◆ Data for the task:
::::::::

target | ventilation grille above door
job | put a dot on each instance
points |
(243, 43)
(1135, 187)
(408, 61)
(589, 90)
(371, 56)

::::::::

◆ Problem requirements:
Transcribe every record above exactly as it appears.

◆ Exercise response:
target | ventilation grille above door
job | put a dot on each instance
points |
(243, 43)
(1135, 187)
(408, 61)
(589, 90)
(371, 56)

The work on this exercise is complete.